Please express every line of the rows below as a JSON list of strings, one string per line with blank lines omitted, and leave the pictures out.

• • • • •

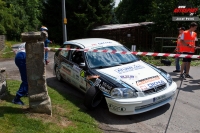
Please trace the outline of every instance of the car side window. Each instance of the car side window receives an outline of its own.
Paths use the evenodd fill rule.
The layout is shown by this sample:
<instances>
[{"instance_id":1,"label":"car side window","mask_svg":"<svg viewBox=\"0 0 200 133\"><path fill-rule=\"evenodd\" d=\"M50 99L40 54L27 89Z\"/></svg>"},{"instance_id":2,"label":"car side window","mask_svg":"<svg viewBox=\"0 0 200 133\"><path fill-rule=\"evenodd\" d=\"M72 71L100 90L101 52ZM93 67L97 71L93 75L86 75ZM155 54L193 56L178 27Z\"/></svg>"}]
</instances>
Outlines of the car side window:
<instances>
[{"instance_id":1,"label":"car side window","mask_svg":"<svg viewBox=\"0 0 200 133\"><path fill-rule=\"evenodd\" d=\"M73 45L72 46L73 49L79 49L80 47ZM84 63L84 57L83 57L83 51L71 51L71 61L76 63L76 64L80 64L80 63Z\"/></svg>"},{"instance_id":2,"label":"car side window","mask_svg":"<svg viewBox=\"0 0 200 133\"><path fill-rule=\"evenodd\" d=\"M70 45L65 45L63 48L70 48L70 47L71 47ZM69 57L69 51L68 50L61 50L60 54L67 59Z\"/></svg>"}]
</instances>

• • • • •

Solved exercise:
[
  "Please trace the outline of every instance of the car side window. Each instance of the car side window receives an outline of its own.",
  "Paths use the evenodd fill rule.",
  "The layout is shown by this sample:",
  "<instances>",
  "[{\"instance_id\":1,\"label\":\"car side window\",\"mask_svg\":\"<svg viewBox=\\\"0 0 200 133\\\"><path fill-rule=\\\"evenodd\\\" d=\\\"M50 99L40 54L27 89Z\\\"/></svg>\"},{\"instance_id\":2,\"label\":\"car side window\",\"mask_svg\":\"<svg viewBox=\\\"0 0 200 133\\\"><path fill-rule=\\\"evenodd\\\" d=\\\"M72 71L100 90L101 52ZM93 67L97 71L93 75L86 75ZM155 54L193 56L178 27Z\\\"/></svg>\"}]",
  "</instances>",
  "Outlines of the car side window:",
  "<instances>",
  "[{\"instance_id\":1,\"label\":\"car side window\",\"mask_svg\":\"<svg viewBox=\\\"0 0 200 133\\\"><path fill-rule=\\\"evenodd\\\" d=\\\"M73 45L72 46L73 49L79 49L80 47ZM84 63L84 57L83 57L83 51L71 51L71 61L76 63L76 64L80 64L80 63Z\\\"/></svg>\"},{\"instance_id\":2,\"label\":\"car side window\",\"mask_svg\":\"<svg viewBox=\\\"0 0 200 133\\\"><path fill-rule=\\\"evenodd\\\" d=\\\"M70 45L65 45L63 48L70 48L70 47L71 47ZM69 57L69 51L68 50L61 50L60 54L67 59Z\\\"/></svg>\"}]",
  "</instances>"
]